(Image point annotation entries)
[BEGIN]
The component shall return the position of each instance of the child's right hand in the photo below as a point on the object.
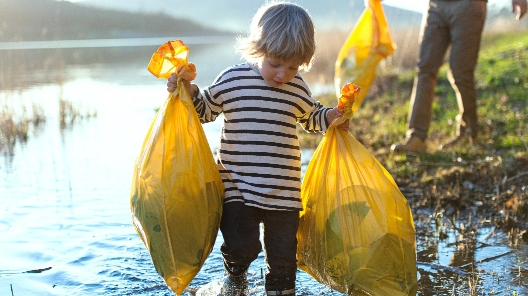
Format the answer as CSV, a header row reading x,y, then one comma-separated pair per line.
x,y
187,73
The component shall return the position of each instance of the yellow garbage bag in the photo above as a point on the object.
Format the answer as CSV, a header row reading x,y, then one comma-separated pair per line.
x,y
177,193
356,232
368,43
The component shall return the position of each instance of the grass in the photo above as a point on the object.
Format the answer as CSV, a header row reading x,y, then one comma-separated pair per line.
x,y
468,190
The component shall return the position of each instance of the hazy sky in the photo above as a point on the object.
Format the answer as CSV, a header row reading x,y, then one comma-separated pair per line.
x,y
421,5
415,5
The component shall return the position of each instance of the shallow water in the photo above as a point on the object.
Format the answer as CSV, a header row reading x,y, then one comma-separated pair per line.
x,y
65,224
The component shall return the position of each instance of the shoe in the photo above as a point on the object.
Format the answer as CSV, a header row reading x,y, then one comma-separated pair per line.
x,y
235,285
460,140
412,144
280,286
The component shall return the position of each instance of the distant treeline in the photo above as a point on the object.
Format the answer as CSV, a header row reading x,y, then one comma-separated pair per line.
x,y
24,20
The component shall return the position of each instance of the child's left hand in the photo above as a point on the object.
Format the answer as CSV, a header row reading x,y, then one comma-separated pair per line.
x,y
335,113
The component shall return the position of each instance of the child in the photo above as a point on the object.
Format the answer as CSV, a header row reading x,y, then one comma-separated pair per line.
x,y
259,156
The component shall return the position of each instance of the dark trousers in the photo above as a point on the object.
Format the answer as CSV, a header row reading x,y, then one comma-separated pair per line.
x,y
240,227
459,25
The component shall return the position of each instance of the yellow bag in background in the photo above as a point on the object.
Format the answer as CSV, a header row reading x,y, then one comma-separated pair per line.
x,y
368,43
356,231
177,193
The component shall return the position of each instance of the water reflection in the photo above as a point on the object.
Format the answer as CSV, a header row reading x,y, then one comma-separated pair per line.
x,y
65,193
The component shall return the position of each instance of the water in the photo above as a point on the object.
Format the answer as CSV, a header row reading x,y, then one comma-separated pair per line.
x,y
65,224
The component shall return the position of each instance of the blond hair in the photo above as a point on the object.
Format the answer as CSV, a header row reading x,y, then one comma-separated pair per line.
x,y
280,30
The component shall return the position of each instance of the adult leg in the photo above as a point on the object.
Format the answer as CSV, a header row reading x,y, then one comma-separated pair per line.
x,y
467,23
280,244
435,40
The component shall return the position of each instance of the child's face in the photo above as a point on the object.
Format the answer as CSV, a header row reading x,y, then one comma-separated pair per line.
x,y
276,72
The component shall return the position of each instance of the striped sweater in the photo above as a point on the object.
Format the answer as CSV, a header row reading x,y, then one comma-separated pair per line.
x,y
259,156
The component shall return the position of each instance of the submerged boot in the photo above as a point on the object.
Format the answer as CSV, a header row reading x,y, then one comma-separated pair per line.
x,y
280,286
235,282
412,144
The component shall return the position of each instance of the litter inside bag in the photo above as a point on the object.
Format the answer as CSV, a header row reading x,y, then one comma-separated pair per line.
x,y
368,43
177,193
356,231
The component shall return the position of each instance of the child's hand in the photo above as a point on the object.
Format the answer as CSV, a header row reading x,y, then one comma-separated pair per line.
x,y
345,125
336,113
187,73
172,82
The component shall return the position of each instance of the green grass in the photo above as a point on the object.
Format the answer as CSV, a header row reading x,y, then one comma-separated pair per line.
x,y
502,84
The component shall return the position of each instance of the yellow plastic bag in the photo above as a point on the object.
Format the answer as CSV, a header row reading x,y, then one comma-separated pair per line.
x,y
177,193
368,43
356,232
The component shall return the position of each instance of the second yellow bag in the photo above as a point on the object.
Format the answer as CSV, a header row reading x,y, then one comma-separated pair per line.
x,y
368,43
356,232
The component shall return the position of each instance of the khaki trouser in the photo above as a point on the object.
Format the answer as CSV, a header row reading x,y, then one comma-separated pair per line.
x,y
458,24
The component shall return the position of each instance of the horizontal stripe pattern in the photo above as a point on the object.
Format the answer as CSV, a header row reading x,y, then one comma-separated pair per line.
x,y
259,156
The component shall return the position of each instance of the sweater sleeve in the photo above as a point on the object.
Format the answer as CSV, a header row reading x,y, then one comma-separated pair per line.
x,y
315,120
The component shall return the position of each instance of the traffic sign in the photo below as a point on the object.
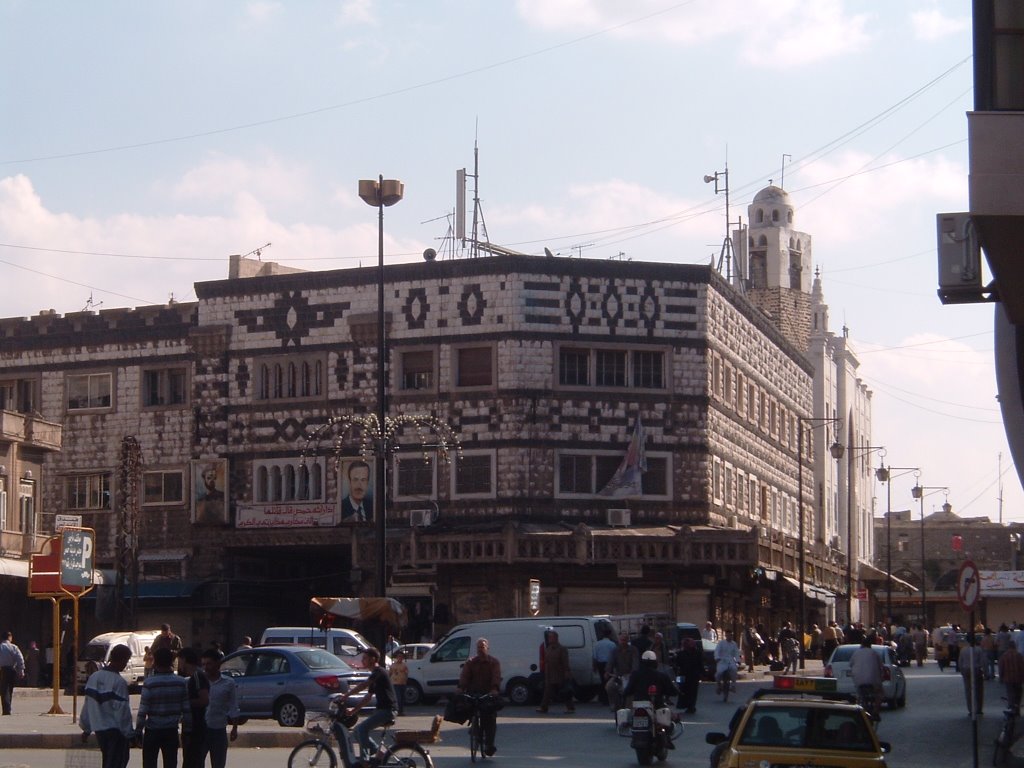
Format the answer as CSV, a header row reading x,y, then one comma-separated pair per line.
x,y
968,585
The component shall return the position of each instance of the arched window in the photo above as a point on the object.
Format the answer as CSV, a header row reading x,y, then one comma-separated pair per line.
x,y
262,480
288,484
315,483
274,495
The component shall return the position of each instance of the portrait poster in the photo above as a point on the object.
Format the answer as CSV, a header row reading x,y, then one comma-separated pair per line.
x,y
209,496
355,476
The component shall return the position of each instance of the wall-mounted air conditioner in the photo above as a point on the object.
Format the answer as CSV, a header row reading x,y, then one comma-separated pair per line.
x,y
619,517
421,517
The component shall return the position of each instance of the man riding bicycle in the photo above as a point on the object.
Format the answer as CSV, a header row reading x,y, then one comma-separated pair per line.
x,y
482,675
865,669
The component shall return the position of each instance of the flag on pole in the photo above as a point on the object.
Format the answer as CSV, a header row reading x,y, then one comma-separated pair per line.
x,y
627,480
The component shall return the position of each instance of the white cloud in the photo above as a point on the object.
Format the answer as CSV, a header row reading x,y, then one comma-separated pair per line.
x,y
934,25
775,34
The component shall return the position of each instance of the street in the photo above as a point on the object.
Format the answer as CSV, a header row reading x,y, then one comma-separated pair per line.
x,y
932,730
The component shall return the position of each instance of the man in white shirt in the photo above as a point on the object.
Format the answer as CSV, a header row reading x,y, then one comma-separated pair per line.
x,y
709,632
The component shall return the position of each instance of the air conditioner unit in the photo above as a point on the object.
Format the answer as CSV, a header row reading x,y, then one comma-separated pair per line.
x,y
421,517
619,517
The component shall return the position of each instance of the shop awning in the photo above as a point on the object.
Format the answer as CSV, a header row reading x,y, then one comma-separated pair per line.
x,y
876,577
10,566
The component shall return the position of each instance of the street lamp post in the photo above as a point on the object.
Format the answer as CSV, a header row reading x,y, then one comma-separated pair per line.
x,y
919,493
837,453
850,551
381,193
884,474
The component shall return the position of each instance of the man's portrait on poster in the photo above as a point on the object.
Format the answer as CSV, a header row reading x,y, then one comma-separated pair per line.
x,y
210,492
356,491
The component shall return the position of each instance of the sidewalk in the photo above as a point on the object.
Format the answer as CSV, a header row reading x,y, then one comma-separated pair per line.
x,y
31,727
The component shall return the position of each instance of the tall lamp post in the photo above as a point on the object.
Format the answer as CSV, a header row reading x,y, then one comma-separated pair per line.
x,y
837,453
851,450
919,492
885,474
381,193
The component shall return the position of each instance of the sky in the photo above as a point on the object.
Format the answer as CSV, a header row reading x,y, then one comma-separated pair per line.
x,y
141,143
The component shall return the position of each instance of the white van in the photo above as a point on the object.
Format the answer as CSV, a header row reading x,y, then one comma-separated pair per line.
x,y
97,652
346,644
516,643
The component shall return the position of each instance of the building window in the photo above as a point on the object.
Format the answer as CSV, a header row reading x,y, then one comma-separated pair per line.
x,y
163,487
278,480
573,368
473,474
415,477
417,369
18,395
88,492
474,367
292,378
648,370
610,368
587,474
166,386
89,391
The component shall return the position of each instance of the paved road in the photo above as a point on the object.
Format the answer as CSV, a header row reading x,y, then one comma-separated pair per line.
x,y
933,730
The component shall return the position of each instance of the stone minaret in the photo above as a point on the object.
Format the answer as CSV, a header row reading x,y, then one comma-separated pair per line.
x,y
778,260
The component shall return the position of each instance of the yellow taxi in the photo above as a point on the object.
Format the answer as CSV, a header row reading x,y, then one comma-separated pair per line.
x,y
801,722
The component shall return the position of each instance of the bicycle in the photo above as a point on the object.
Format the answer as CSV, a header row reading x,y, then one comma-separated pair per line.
x,y
1007,734
317,753
477,704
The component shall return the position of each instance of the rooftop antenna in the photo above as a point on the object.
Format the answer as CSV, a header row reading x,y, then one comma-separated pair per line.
x,y
725,255
257,252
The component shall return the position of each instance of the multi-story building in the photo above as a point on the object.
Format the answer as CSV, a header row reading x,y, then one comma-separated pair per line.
x,y
187,443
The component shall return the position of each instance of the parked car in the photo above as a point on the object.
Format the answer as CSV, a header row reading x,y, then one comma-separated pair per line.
x,y
414,650
284,682
801,722
893,680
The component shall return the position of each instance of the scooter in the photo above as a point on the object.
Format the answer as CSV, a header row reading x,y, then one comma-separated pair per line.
x,y
652,730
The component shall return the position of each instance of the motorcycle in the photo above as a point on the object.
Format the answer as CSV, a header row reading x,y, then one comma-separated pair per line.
x,y
652,730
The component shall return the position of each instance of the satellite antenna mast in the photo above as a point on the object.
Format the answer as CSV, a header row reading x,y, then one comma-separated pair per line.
x,y
725,255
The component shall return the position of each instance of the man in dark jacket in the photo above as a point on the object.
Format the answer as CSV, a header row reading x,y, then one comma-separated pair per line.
x,y
557,675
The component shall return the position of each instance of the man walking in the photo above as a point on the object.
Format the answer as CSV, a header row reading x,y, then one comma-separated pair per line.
x,y
221,712
557,675
482,675
11,669
1012,675
108,712
163,706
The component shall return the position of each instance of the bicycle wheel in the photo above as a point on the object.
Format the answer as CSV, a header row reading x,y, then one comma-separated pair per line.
x,y
313,753
475,742
407,755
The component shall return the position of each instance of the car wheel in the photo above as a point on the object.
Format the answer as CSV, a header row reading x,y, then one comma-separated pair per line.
x,y
518,691
414,694
290,713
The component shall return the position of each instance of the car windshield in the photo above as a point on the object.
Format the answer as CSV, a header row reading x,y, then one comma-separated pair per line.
x,y
316,658
93,653
807,727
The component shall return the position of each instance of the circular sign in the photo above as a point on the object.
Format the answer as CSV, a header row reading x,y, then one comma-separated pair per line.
x,y
968,585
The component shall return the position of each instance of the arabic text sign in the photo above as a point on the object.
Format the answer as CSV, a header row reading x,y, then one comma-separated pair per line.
x,y
76,558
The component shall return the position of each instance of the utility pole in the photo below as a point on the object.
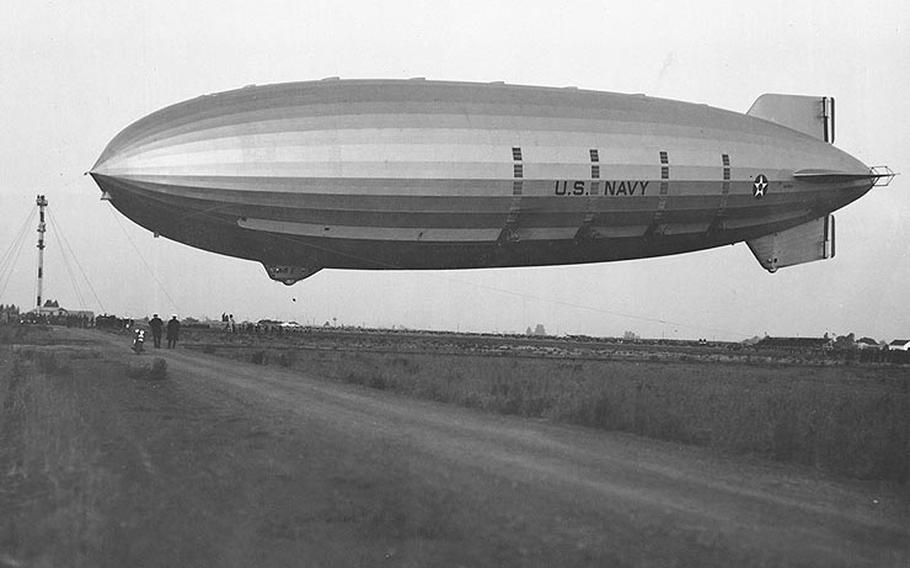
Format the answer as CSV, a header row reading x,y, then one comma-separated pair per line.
x,y
42,203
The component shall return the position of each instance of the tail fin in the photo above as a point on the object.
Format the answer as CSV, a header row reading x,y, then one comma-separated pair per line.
x,y
810,115
804,243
[END]
### Set task
Without the pictures, retype exactly the lines from the one that holds "the car wheel" to the last line of the data above, both of them included.

### Response to the task
The component shall return the position of each instance of the car wheel in the photo above as a point on the object.
Format the answer as CSV, a header row reading x,y, then one comma-separated pair per line.
x,y
518,691
414,694
290,713
The component shall return the position of each instance of the car windshield in the photo above as a point on the object.
Format the answer as CSV, a header row reading x,y, then one comma-separated pair per line.
x,y
316,658
93,653
807,727
The component shall return the position of each instance of the circular sign in the photo above as a point on the object.
Format the answer as CSV, a header row reading x,y, then one comma-separated pair per line.
x,y
968,585
The component shall return the position of each instance of the arabic text sign in the photo above as a point on the object.
Format the answer as CSV, a header row reading x,y, then one comma-separated pair per line.
x,y
76,558
The component shall return the position of each instance of the utility pole in the photo below as a point on the object.
Format the answer as CSV, a header row reading x,y, then one comma-separated pair per line.
x,y
42,203
The component shall return the position of each instance of the tail fin in the photo above as a point on the object.
Format the answer as CSV, a header row reading x,y, then one comma-separated pair per line.
x,y
810,115
804,243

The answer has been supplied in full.